── SELECTED PASSAGE

Each winter our wetlands fill with wildfowl, a colourful collection of ducks, geese and swans escaping the harsh winters of their more northerly breeding grounds. Look for noisy flocks of teal and wigeon, elegant pintail and the bizarre-billed shoveler dabbling at the surface, or diving ducks like pochard, goldeneye and the scarcer smew surfacing for a few seconds before plunging beneath the water once more.
The air fills with the excited whistles of wigeon and teal, calling constantly as they dabble on the water’s surface.
Find wintering wildfowl
Cumbria Wildlife Trust
Foulney Island - This island nature reserve is a great place to spot wintering brent geese, or look for common scoter and long-tailed duck on the sea amongst the huge numbers of eider. Just remember the causeway can be submerged during high tide!
South Walney - In winter, huge numbers of waders and wildfowl feed and roost around the nature reserve, both on the intertidal areas and the gravel pools.

────

**TASKS TO PERFORM**.
1/ Answer from the wildfowl text:
(a) Which diving ducks does it name?
(b) What can submerge the causeway to Foulney Island?
(c) At South Walney, on which two kinds of area do waders and wildfowl feed and roost?
2/ Echo a stretch of the wildfowl text word for word: begin at the words "Each winter our" and stop after "during high tide!".
The lines that come next are separate material, unrelated to the wildfowl text.

── INFORMATION SUPPLIED

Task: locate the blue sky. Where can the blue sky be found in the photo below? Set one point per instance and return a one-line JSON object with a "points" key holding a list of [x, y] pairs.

────

**ANSWERS BELOW**.
1/
(a) Pochard, goldeneye and smew.
(b) High tide.
(c) The intertidal areas and the gravel pools.

2/
Each winter our wetlands fill with wildfowl, a colourful collection of ducks, geese and swans escaping the harsh winters of their more northerly breeding grounds. Look for noisy flocks of teal and wigeon, elegant pintail and the bizarre-billed shoveler dabbling at the surface, or diving ducks like pochard, goldeneye and the scarcer smew surfacing for a few seconds before plunging beneath the water once more.
The air fills with the excited whistles of wigeon and teal, calling constantly as they dabble on the water’s surface.
Find wintering wildfowl
Cumbria Wildlife Trust
Foulney Island - This island nature reserve is a great place to spot wintering brent geese, or look for common scoter and long-tailed duck on the sea amongst the huge numbers of eider. Just remember the causeway can be submerged during high tide!